小腸
小腸はからだのなかでいちばん長い臓器でグルグルになっています。
小腸〈空腸(くうちょう)・回腸(かいちょう)〉は、胃や十二指腸で消化された食べ物をさらに分解し、栄養素を吸収するはたらきをしています。十二指腸も小腸の一部ですが、一般的に小腸とは空腸・回腸のことをいいます。小腸はからだの中で最も長い臓器ともいわれ、約6メートルほどあります。「小腸の内側を広げるとテニスコート1面の4分の1ほどの面積になる」ともいわれています。
小腸の仕組み
たくさんのヒダ状になっていて、栄養をムダなく吸収したり、免疫(めんえき)細胞たちが外敵(がいてき)とたたかったりして胃で消化した食べ物を細く消化したりしています。

**課題の説明**
小腸についての本文に名称が出てくる消化器官を、もれなく挙げてください。

**データ行一覧**
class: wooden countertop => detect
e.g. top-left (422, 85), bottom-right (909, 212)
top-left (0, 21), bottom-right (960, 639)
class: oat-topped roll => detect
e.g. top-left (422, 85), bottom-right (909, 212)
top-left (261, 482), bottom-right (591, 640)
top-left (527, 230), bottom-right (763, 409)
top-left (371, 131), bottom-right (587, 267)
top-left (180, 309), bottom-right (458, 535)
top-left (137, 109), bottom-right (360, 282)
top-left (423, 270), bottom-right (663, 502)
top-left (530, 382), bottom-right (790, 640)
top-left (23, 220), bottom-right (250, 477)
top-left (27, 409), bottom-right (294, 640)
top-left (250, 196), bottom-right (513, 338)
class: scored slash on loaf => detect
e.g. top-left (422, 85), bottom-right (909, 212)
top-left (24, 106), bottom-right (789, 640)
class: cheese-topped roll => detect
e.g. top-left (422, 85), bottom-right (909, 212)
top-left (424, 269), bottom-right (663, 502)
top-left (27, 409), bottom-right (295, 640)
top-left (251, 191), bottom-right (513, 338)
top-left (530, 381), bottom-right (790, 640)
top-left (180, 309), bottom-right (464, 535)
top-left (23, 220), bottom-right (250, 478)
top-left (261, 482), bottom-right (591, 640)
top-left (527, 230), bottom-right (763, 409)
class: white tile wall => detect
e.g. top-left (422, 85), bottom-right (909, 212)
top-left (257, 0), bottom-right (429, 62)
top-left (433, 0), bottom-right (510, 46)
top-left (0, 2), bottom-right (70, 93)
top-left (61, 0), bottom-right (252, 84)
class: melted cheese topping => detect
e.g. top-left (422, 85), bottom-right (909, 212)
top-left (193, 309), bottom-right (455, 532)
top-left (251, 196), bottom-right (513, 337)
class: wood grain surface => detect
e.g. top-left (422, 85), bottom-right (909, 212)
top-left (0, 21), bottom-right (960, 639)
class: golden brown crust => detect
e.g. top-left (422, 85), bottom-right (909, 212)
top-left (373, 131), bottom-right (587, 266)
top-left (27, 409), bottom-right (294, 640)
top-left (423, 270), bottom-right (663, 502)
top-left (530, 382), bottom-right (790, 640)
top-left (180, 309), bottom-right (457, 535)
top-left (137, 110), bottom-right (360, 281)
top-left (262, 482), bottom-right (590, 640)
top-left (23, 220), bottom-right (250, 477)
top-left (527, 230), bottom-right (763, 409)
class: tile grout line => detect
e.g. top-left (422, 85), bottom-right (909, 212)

**回答**
小腸、空腸、回腸、十二指腸、胃